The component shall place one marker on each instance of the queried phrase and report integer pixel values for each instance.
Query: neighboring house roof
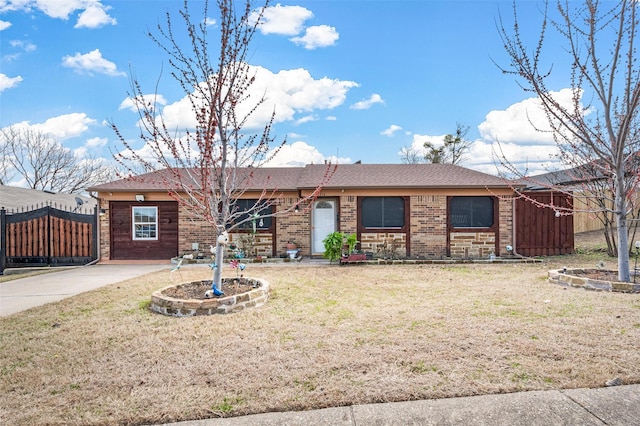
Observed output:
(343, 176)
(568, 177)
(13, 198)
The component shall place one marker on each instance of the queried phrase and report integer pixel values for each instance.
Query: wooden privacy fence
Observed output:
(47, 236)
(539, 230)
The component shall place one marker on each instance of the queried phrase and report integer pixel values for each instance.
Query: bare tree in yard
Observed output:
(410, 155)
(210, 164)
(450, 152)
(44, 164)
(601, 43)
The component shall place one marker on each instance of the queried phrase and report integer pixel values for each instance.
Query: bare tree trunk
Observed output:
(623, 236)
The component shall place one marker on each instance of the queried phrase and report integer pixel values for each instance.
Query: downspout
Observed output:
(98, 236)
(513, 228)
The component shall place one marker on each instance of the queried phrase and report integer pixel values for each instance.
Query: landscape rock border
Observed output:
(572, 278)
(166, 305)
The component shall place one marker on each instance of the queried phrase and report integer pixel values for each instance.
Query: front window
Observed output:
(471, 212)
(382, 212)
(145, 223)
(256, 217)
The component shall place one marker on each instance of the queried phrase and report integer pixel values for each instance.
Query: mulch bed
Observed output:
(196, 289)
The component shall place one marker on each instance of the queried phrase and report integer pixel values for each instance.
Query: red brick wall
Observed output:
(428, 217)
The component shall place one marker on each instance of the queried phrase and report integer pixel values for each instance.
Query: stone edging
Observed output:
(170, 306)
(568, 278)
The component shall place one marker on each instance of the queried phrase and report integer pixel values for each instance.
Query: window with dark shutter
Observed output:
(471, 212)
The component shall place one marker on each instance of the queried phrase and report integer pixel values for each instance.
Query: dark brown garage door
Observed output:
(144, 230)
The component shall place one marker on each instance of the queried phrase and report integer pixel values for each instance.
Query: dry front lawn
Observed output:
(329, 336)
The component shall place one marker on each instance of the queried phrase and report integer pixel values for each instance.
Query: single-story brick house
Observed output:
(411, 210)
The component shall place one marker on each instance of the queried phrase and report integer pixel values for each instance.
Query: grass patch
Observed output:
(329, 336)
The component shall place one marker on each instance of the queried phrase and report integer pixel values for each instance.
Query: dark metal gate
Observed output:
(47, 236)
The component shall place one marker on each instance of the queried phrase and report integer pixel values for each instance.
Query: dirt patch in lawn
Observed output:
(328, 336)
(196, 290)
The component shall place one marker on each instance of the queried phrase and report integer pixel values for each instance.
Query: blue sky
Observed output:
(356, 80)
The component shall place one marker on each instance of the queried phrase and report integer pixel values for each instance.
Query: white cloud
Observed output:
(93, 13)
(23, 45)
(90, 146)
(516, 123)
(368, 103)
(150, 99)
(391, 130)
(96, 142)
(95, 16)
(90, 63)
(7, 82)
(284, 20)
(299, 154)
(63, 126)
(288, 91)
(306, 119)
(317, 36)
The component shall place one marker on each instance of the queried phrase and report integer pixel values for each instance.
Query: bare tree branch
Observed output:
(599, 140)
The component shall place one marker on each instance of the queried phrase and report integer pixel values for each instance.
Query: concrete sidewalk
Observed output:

...

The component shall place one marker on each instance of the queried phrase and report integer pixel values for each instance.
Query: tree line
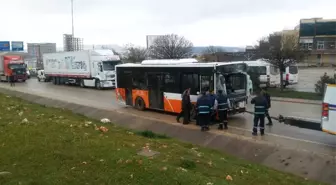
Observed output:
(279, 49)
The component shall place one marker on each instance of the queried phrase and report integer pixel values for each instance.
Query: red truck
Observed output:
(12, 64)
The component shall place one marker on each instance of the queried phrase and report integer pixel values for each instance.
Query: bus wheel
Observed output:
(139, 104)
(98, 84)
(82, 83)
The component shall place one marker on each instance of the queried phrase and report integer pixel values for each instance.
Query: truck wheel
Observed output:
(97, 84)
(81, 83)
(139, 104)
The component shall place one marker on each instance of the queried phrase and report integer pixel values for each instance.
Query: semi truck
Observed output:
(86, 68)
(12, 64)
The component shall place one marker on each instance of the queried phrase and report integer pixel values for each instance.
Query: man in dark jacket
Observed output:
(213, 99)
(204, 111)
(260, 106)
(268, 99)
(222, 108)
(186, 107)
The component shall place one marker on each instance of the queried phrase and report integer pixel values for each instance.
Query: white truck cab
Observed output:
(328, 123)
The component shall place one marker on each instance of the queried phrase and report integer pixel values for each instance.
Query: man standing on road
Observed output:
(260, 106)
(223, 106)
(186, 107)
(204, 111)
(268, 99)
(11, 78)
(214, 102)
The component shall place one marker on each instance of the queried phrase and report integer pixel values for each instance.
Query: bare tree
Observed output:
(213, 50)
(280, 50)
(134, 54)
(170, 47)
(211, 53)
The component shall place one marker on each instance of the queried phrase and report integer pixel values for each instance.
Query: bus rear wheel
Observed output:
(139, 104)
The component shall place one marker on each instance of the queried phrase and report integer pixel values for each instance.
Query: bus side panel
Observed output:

* * *

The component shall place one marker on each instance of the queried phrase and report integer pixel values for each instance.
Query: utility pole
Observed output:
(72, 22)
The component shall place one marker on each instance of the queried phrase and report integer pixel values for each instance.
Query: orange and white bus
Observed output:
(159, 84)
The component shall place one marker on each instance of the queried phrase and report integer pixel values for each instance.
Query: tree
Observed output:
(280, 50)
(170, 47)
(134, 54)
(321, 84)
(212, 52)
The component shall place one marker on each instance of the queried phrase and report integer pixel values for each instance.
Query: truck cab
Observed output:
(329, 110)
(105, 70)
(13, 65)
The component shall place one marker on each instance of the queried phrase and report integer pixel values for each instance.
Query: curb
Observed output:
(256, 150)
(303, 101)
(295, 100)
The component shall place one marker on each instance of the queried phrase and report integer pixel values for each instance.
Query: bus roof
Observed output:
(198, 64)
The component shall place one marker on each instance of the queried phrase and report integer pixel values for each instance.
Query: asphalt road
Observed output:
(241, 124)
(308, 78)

To be done:
Count the lines in the material above that contain the word "house". Reply with the number only.

Solved exercise:
2